Can you collect every line in the entries below that contains the string "racing" and copy each one out whole? Case counts.

====

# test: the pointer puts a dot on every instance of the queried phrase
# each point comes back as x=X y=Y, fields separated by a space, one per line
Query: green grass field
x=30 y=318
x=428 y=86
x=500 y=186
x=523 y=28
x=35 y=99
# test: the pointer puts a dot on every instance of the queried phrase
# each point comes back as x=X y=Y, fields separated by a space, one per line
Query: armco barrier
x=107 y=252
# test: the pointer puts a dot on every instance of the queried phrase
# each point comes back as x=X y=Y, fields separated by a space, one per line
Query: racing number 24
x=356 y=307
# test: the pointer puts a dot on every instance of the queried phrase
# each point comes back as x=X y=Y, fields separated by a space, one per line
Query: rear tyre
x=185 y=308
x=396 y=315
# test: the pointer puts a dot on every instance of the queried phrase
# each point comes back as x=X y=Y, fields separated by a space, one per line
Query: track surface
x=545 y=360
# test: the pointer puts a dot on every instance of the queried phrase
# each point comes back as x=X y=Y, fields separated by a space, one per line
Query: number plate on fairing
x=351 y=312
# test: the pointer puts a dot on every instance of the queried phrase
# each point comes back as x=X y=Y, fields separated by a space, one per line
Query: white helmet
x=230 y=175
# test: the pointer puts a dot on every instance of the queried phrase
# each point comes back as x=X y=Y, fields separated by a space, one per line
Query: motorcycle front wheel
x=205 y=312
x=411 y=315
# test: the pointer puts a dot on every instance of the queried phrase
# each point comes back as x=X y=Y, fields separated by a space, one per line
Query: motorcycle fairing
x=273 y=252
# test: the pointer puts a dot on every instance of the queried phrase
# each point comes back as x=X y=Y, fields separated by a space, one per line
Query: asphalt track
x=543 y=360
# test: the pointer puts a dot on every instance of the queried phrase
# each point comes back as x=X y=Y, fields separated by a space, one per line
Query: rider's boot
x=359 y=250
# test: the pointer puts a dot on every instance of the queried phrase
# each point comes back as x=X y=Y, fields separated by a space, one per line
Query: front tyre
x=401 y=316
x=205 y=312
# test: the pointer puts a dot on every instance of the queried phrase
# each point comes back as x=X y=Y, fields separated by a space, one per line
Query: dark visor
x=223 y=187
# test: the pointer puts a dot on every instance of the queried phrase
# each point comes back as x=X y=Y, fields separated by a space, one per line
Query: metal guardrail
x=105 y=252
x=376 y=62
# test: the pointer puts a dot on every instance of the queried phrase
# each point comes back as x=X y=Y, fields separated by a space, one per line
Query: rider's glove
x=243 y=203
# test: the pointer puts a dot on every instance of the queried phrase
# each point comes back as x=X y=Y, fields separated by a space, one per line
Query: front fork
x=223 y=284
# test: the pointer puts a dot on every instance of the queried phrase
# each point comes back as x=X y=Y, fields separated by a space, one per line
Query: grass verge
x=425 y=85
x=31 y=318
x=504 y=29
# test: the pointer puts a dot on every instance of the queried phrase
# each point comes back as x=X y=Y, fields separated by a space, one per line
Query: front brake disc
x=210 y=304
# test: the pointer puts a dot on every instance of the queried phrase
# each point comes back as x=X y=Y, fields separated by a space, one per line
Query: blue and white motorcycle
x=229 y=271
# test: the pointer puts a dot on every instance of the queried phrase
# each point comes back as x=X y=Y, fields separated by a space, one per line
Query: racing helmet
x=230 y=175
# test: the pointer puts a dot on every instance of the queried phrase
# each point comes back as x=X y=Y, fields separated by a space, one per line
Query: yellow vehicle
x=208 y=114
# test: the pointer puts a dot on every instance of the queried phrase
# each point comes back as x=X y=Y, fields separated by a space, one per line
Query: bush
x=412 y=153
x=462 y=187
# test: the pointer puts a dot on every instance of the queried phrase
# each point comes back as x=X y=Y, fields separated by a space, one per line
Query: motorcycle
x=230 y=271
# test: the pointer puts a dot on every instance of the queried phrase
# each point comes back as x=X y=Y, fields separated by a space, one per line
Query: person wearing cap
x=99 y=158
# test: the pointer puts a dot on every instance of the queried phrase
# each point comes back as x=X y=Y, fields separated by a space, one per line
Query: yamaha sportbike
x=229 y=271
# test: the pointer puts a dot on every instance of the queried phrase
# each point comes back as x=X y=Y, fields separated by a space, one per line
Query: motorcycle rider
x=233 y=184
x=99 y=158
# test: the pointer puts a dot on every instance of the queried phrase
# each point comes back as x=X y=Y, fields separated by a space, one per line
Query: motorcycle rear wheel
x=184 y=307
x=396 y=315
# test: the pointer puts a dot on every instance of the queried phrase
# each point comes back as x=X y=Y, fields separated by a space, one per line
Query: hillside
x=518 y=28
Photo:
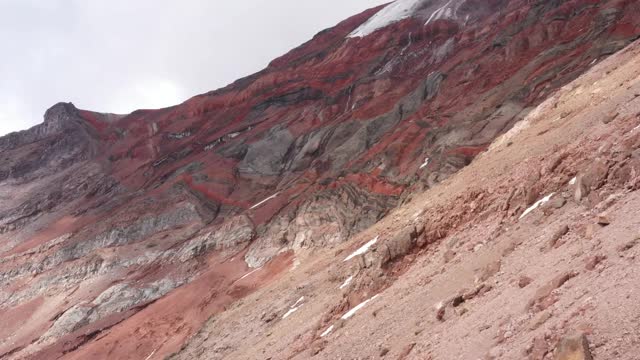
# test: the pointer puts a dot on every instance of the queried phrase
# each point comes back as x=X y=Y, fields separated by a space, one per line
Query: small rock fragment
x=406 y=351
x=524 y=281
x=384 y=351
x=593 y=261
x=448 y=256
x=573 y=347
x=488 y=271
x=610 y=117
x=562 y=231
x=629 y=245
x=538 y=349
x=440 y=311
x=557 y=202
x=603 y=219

====

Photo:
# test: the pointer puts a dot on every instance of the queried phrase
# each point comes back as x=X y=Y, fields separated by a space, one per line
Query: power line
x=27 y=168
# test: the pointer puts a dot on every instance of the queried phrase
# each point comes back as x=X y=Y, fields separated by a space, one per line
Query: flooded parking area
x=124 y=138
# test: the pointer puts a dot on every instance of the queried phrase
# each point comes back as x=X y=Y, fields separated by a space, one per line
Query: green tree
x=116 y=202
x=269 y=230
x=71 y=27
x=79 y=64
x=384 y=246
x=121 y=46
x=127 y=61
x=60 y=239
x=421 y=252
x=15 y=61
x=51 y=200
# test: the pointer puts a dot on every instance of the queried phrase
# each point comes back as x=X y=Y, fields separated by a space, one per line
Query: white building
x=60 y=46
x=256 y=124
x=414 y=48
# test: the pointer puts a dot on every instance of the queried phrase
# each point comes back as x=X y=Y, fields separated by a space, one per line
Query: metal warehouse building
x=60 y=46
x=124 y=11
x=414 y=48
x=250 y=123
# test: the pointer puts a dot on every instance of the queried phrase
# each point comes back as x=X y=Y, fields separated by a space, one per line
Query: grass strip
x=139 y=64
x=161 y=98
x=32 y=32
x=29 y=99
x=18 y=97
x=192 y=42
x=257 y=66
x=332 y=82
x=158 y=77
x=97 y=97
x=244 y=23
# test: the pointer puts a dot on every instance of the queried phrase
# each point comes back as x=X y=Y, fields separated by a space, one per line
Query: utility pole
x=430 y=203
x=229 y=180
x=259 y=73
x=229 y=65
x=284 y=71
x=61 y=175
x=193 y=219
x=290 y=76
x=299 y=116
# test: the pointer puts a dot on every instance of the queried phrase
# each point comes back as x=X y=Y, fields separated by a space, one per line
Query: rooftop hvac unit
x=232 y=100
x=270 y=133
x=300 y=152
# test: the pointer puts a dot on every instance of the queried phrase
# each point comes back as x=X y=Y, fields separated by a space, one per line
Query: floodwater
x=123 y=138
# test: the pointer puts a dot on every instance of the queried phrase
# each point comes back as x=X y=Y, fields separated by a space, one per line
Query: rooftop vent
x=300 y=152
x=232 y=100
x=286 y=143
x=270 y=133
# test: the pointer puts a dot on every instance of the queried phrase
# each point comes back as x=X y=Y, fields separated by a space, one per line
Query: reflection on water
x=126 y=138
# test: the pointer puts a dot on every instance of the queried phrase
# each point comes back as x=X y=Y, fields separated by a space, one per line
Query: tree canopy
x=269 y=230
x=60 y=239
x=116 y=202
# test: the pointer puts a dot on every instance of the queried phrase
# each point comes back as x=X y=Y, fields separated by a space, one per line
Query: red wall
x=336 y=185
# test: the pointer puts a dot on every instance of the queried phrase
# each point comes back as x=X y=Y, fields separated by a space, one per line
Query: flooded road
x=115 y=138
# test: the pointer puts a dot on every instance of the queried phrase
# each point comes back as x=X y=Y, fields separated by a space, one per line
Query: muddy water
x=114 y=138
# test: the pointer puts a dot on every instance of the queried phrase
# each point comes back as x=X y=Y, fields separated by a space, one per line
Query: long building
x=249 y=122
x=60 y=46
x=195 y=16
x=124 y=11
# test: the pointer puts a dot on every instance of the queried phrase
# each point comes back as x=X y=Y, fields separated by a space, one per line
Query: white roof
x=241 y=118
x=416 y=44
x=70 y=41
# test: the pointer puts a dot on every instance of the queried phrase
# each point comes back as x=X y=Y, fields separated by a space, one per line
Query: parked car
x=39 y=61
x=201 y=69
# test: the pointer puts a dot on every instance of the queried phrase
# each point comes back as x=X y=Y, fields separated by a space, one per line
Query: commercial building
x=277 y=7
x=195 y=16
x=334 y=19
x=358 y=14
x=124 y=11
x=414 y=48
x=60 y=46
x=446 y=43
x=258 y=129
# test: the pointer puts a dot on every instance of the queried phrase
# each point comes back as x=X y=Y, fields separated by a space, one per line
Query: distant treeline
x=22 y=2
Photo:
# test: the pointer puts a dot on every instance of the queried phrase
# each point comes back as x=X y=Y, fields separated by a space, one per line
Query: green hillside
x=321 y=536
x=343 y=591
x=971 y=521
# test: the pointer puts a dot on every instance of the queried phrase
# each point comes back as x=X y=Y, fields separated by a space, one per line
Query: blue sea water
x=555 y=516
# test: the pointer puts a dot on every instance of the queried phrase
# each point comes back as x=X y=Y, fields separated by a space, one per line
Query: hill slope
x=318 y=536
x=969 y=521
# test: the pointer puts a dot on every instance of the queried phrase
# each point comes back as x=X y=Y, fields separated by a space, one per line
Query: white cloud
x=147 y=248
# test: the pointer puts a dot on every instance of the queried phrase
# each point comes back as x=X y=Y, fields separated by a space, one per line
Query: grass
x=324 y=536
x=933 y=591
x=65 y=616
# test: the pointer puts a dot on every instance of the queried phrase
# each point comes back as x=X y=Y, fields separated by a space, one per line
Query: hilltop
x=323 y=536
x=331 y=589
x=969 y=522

====

> **FINAL RESULT**:
Query: racing number 24
Query: racing helmet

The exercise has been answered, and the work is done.